Point localization data:

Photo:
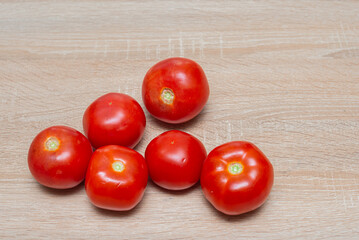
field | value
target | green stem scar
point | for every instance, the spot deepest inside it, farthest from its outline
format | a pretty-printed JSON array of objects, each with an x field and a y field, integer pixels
[
  {"x": 52, "y": 144},
  {"x": 167, "y": 95},
  {"x": 118, "y": 166},
  {"x": 235, "y": 168}
]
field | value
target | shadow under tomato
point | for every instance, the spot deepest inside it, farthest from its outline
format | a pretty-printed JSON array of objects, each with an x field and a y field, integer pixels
[
  {"x": 174, "y": 192},
  {"x": 61, "y": 192},
  {"x": 235, "y": 218}
]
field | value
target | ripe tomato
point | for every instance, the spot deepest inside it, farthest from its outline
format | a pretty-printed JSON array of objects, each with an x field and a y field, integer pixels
[
  {"x": 236, "y": 177},
  {"x": 175, "y": 90},
  {"x": 114, "y": 118},
  {"x": 58, "y": 157},
  {"x": 116, "y": 178},
  {"x": 174, "y": 160}
]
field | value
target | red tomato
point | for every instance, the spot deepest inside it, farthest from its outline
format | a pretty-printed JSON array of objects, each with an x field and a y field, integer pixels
[
  {"x": 116, "y": 178},
  {"x": 175, "y": 90},
  {"x": 174, "y": 160},
  {"x": 58, "y": 157},
  {"x": 114, "y": 119},
  {"x": 236, "y": 177}
]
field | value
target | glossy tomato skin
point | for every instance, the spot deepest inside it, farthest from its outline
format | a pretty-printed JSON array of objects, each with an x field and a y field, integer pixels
[
  {"x": 175, "y": 90},
  {"x": 58, "y": 157},
  {"x": 116, "y": 178},
  {"x": 114, "y": 118},
  {"x": 236, "y": 177},
  {"x": 174, "y": 160}
]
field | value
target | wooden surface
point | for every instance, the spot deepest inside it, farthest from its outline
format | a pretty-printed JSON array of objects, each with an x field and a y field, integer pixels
[{"x": 283, "y": 74}]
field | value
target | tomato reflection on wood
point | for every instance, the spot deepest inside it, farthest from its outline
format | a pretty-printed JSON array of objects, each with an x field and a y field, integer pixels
[
  {"x": 236, "y": 177},
  {"x": 114, "y": 118},
  {"x": 58, "y": 157},
  {"x": 175, "y": 90},
  {"x": 175, "y": 159},
  {"x": 116, "y": 178}
]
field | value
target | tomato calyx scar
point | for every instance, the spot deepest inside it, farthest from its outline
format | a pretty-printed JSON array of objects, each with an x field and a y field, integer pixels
[
  {"x": 118, "y": 166},
  {"x": 167, "y": 95},
  {"x": 235, "y": 168},
  {"x": 52, "y": 144}
]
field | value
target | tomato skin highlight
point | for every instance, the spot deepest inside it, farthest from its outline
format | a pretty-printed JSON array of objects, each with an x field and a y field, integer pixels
[
  {"x": 175, "y": 159},
  {"x": 236, "y": 177},
  {"x": 116, "y": 187},
  {"x": 58, "y": 157},
  {"x": 175, "y": 90},
  {"x": 114, "y": 119}
]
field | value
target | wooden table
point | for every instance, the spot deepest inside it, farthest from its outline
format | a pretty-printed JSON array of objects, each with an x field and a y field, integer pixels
[{"x": 283, "y": 74}]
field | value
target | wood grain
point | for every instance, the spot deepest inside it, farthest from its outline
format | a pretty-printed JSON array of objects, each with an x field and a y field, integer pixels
[{"x": 283, "y": 74}]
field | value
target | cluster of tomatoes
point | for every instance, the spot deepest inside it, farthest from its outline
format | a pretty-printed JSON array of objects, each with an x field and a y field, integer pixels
[{"x": 235, "y": 177}]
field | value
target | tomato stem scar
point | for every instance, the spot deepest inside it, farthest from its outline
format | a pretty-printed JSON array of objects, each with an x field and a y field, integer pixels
[
  {"x": 118, "y": 166},
  {"x": 167, "y": 95},
  {"x": 235, "y": 168},
  {"x": 52, "y": 144}
]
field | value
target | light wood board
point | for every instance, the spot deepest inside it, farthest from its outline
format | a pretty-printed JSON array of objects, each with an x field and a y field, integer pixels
[{"x": 282, "y": 74}]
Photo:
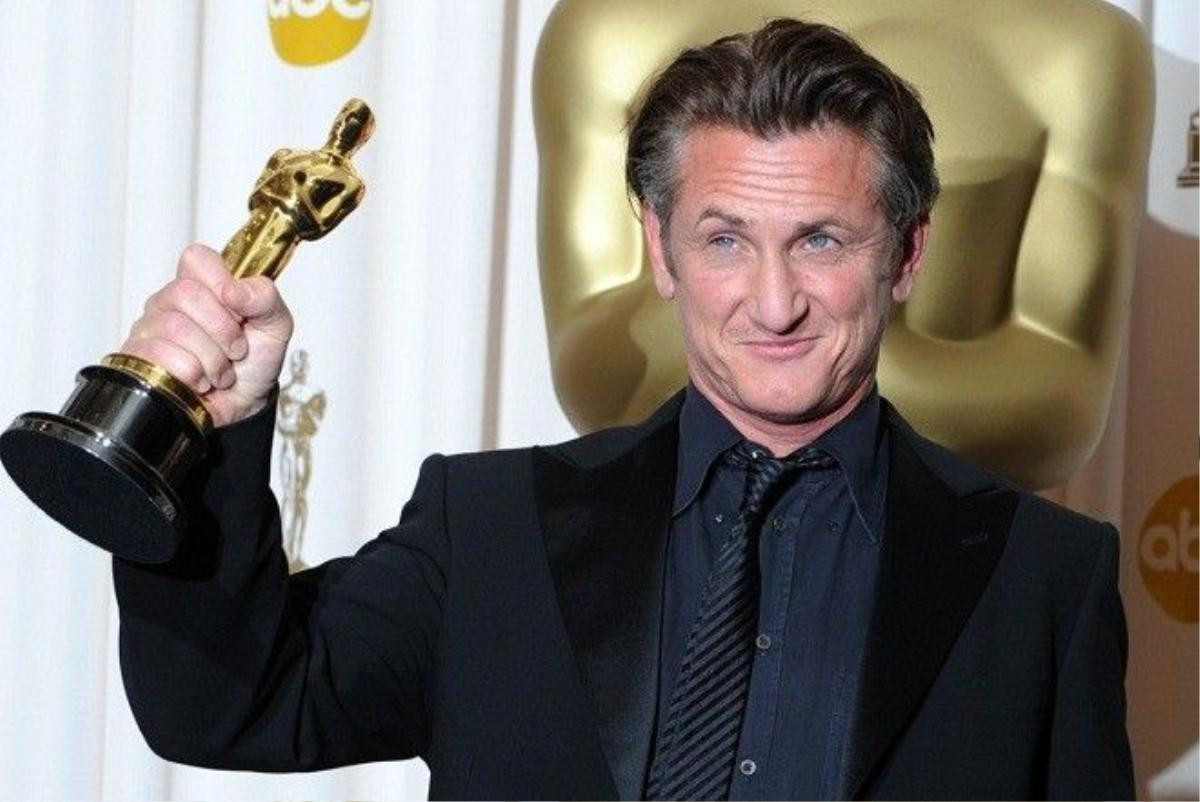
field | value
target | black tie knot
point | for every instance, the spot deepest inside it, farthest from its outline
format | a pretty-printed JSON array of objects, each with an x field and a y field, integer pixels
[{"x": 763, "y": 471}]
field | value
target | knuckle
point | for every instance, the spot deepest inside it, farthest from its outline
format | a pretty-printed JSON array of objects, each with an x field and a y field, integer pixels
[
  {"x": 175, "y": 324},
  {"x": 187, "y": 291},
  {"x": 193, "y": 255}
]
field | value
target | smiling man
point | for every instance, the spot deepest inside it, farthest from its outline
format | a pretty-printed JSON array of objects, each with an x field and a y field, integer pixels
[{"x": 772, "y": 588}]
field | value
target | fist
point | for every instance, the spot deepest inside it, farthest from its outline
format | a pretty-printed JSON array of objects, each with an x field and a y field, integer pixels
[{"x": 223, "y": 336}]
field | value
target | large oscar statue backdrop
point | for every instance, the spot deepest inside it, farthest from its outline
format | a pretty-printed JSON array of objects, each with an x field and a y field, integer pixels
[{"x": 443, "y": 316}]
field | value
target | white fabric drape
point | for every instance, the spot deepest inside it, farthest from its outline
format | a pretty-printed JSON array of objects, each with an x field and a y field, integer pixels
[{"x": 132, "y": 127}]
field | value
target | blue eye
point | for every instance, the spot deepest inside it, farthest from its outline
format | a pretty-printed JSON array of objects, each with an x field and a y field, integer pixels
[{"x": 820, "y": 241}]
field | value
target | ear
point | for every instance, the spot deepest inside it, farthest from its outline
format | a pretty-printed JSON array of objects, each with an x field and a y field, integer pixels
[
  {"x": 652, "y": 229},
  {"x": 911, "y": 261}
]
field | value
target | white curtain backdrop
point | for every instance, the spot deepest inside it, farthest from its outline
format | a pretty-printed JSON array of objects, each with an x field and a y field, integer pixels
[{"x": 131, "y": 127}]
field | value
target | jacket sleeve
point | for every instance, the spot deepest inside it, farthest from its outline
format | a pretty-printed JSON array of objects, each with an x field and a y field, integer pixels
[
  {"x": 1089, "y": 744},
  {"x": 229, "y": 663}
]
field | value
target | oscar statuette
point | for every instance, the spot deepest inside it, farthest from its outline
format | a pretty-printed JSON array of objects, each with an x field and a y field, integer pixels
[{"x": 109, "y": 466}]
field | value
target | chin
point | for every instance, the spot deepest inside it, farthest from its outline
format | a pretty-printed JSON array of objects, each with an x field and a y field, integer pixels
[{"x": 783, "y": 401}]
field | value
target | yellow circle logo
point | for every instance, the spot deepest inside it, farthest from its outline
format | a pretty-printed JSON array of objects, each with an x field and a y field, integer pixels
[
  {"x": 1167, "y": 551},
  {"x": 306, "y": 33}
]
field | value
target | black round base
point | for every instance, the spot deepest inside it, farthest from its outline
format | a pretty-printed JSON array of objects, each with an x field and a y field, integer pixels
[
  {"x": 108, "y": 467},
  {"x": 89, "y": 486}
]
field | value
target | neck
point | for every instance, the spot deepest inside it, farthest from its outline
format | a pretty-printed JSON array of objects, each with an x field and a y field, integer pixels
[{"x": 784, "y": 437}]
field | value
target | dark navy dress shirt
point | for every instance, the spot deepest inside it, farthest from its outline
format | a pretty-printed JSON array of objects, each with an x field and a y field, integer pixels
[{"x": 819, "y": 549}]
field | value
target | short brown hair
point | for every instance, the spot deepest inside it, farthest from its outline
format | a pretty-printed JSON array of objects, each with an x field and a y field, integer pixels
[{"x": 786, "y": 77}]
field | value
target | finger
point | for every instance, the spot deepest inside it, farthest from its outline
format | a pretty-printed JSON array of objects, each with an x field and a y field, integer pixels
[
  {"x": 180, "y": 330},
  {"x": 204, "y": 264},
  {"x": 175, "y": 360},
  {"x": 199, "y": 303},
  {"x": 261, "y": 305}
]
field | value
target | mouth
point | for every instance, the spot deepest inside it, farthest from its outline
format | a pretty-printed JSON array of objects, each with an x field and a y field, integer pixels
[{"x": 781, "y": 349}]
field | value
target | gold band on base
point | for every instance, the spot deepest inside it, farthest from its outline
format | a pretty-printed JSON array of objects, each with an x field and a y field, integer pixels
[{"x": 165, "y": 382}]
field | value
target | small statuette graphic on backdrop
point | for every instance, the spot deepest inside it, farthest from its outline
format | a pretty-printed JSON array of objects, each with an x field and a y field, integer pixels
[
  {"x": 1191, "y": 174},
  {"x": 299, "y": 416}
]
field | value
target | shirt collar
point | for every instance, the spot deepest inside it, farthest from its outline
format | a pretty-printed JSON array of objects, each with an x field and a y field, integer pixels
[
  {"x": 859, "y": 447},
  {"x": 703, "y": 436},
  {"x": 856, "y": 443}
]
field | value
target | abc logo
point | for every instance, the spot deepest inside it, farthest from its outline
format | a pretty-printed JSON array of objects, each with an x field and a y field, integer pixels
[
  {"x": 306, "y": 33},
  {"x": 1167, "y": 551}
]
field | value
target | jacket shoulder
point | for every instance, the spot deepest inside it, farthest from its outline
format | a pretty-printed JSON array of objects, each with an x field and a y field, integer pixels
[{"x": 966, "y": 479}]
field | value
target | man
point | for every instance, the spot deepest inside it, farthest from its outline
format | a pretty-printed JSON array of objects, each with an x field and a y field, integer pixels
[{"x": 771, "y": 588}]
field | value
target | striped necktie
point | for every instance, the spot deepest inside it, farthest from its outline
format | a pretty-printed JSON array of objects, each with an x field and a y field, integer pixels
[{"x": 697, "y": 742}]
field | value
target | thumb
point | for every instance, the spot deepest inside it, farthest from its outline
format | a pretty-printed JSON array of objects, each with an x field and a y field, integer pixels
[{"x": 258, "y": 300}]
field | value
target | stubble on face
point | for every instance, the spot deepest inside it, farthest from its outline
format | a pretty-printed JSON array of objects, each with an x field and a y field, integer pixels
[{"x": 779, "y": 259}]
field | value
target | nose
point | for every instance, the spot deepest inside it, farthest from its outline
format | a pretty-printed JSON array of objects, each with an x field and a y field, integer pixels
[{"x": 779, "y": 301}]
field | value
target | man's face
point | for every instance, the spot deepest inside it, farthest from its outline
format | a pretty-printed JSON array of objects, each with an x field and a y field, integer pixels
[{"x": 783, "y": 268}]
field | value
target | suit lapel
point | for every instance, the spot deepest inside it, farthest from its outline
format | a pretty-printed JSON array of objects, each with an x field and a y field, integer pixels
[
  {"x": 939, "y": 550},
  {"x": 606, "y": 534}
]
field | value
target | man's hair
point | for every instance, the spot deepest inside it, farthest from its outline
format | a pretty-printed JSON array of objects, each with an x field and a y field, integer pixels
[{"x": 786, "y": 77}]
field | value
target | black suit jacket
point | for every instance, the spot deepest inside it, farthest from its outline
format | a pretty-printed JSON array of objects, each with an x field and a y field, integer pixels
[{"x": 507, "y": 630}]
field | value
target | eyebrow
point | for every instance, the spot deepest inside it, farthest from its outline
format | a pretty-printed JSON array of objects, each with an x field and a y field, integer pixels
[
  {"x": 731, "y": 219},
  {"x": 799, "y": 229}
]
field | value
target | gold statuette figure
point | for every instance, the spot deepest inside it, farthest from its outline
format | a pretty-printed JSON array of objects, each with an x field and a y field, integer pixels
[
  {"x": 1008, "y": 347},
  {"x": 130, "y": 432}
]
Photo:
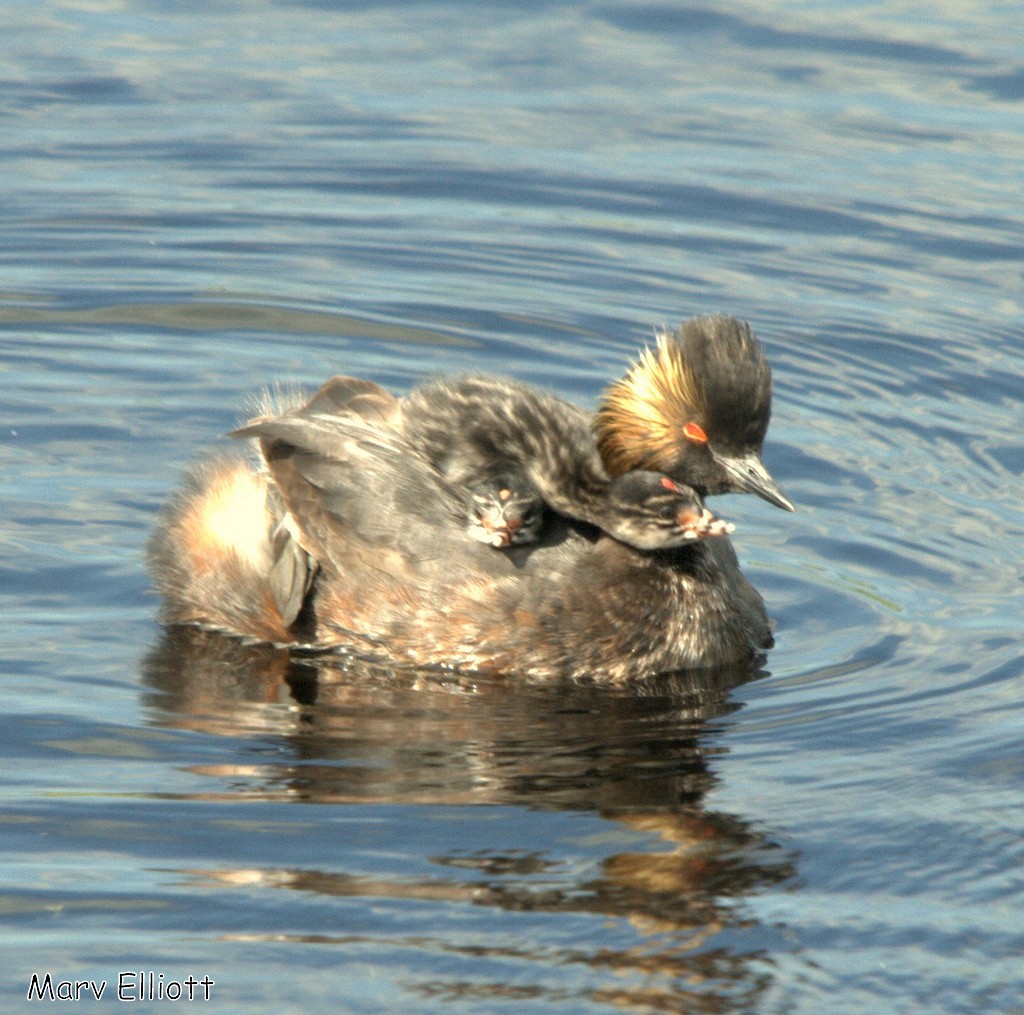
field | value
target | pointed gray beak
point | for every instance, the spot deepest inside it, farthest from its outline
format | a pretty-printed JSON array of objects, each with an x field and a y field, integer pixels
[{"x": 751, "y": 476}]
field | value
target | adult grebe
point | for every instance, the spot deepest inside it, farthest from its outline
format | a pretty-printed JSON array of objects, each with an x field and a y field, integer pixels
[{"x": 351, "y": 537}]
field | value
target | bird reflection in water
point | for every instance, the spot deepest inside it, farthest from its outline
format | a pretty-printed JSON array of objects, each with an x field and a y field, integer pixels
[{"x": 350, "y": 733}]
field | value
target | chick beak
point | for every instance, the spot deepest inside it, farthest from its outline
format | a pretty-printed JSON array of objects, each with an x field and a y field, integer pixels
[{"x": 751, "y": 476}]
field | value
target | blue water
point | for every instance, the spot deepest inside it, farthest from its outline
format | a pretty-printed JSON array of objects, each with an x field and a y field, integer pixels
[{"x": 199, "y": 201}]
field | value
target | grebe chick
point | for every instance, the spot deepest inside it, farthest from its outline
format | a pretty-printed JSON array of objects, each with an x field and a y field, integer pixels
[
  {"x": 504, "y": 510},
  {"x": 477, "y": 426}
]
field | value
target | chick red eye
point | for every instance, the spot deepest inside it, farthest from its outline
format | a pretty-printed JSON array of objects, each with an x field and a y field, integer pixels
[{"x": 695, "y": 433}]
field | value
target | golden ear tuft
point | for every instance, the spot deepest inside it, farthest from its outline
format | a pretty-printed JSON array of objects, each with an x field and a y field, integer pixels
[{"x": 638, "y": 422}]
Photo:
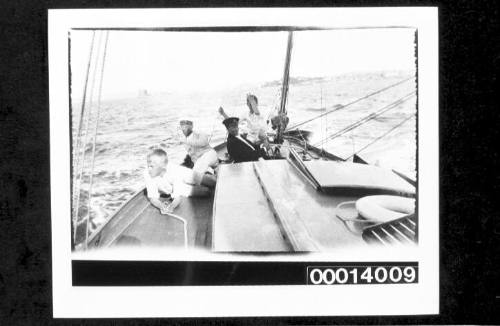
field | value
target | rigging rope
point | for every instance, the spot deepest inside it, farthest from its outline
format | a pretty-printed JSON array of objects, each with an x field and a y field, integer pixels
[
  {"x": 82, "y": 112},
  {"x": 95, "y": 137},
  {"x": 82, "y": 151},
  {"x": 382, "y": 136},
  {"x": 368, "y": 118},
  {"x": 353, "y": 102}
]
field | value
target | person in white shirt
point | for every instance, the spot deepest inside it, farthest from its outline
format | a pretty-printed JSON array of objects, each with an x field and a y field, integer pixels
[
  {"x": 197, "y": 146},
  {"x": 174, "y": 180},
  {"x": 253, "y": 123}
]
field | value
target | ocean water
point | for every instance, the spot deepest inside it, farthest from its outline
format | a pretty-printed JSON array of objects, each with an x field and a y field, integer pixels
[{"x": 128, "y": 128}]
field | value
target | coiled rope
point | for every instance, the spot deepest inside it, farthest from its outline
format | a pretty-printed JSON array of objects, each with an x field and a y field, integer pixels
[
  {"x": 78, "y": 144},
  {"x": 95, "y": 137},
  {"x": 367, "y": 118}
]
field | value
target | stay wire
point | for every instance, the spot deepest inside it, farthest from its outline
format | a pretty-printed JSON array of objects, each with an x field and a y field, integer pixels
[
  {"x": 351, "y": 103},
  {"x": 83, "y": 146},
  {"x": 382, "y": 136},
  {"x": 76, "y": 153}
]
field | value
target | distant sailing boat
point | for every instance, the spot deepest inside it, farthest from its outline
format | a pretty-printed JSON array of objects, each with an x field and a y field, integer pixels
[{"x": 143, "y": 93}]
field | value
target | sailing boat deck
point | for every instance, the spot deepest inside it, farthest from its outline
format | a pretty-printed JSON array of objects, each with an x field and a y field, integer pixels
[
  {"x": 138, "y": 223},
  {"x": 300, "y": 218}
]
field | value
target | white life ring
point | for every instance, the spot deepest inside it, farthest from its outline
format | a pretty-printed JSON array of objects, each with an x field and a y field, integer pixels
[{"x": 384, "y": 208}]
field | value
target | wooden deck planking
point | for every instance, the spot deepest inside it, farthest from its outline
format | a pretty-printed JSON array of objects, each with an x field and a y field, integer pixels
[
  {"x": 154, "y": 229},
  {"x": 315, "y": 209},
  {"x": 243, "y": 221}
]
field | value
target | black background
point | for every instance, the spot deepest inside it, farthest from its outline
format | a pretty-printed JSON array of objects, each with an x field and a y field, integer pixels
[{"x": 469, "y": 113}]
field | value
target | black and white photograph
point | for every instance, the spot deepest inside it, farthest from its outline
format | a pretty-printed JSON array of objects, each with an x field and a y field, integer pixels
[{"x": 233, "y": 136}]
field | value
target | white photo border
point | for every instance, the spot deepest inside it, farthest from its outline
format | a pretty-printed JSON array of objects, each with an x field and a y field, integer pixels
[{"x": 218, "y": 301}]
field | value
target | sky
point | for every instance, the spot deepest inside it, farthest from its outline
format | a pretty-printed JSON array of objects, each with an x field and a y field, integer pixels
[{"x": 204, "y": 61}]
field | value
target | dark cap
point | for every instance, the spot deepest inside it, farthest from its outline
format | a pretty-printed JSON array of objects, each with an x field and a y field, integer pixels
[
  {"x": 186, "y": 122},
  {"x": 230, "y": 121}
]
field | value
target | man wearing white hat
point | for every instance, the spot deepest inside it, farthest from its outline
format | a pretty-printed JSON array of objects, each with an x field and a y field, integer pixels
[{"x": 198, "y": 149}]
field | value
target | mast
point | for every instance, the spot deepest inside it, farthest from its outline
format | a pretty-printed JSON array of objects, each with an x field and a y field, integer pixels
[{"x": 283, "y": 119}]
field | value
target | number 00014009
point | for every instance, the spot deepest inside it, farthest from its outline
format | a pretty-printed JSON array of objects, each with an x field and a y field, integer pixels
[{"x": 361, "y": 274}]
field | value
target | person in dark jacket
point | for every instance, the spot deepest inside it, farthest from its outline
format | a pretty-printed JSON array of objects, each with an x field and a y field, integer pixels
[{"x": 240, "y": 149}]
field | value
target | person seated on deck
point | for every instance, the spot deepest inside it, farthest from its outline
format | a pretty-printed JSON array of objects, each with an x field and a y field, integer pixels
[
  {"x": 254, "y": 124},
  {"x": 200, "y": 156},
  {"x": 174, "y": 180},
  {"x": 239, "y": 148}
]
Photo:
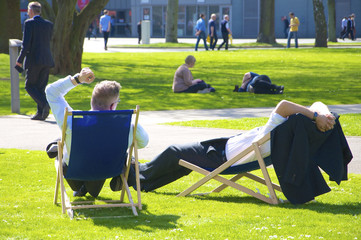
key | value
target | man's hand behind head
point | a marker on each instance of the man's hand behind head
(86, 76)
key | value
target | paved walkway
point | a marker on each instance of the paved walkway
(18, 131)
(96, 45)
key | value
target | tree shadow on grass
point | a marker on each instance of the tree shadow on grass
(122, 217)
(320, 207)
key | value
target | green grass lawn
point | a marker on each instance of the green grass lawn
(328, 75)
(350, 123)
(26, 210)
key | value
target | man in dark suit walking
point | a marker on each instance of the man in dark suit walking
(38, 60)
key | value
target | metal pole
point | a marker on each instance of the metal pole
(14, 45)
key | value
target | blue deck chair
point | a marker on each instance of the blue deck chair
(238, 171)
(99, 150)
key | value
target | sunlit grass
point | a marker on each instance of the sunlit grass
(27, 180)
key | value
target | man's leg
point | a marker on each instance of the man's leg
(34, 85)
(165, 168)
(226, 37)
(296, 39)
(289, 39)
(203, 36)
(198, 39)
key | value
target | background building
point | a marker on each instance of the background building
(244, 15)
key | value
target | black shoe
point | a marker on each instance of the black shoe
(37, 116)
(116, 184)
(45, 112)
(81, 193)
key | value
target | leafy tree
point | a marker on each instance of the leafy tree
(172, 22)
(9, 10)
(320, 24)
(331, 21)
(70, 27)
(267, 19)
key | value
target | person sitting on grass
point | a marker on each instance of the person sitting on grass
(259, 84)
(210, 154)
(105, 96)
(183, 81)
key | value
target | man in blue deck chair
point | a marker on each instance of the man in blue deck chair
(210, 154)
(105, 96)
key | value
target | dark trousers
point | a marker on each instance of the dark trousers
(348, 31)
(213, 42)
(203, 36)
(106, 36)
(196, 87)
(36, 79)
(225, 41)
(93, 187)
(165, 169)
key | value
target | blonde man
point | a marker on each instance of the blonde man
(105, 96)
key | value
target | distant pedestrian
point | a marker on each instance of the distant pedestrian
(201, 31)
(343, 26)
(294, 23)
(212, 31)
(104, 27)
(353, 25)
(35, 50)
(285, 26)
(139, 30)
(349, 30)
(226, 31)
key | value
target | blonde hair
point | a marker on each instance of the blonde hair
(104, 94)
(190, 59)
(36, 7)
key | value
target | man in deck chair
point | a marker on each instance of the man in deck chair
(105, 96)
(165, 168)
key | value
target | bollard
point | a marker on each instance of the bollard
(14, 45)
(145, 31)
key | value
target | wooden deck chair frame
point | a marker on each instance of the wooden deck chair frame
(215, 174)
(68, 206)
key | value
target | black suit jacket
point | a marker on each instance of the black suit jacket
(299, 149)
(36, 43)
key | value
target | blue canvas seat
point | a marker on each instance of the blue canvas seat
(99, 150)
(239, 171)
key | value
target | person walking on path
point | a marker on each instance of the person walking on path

### Task details
Where the word "reflection" shows up in a line of the entries above, copy that line.

### Problem solution
target | tomato reflection on wood
target | bird reflection in water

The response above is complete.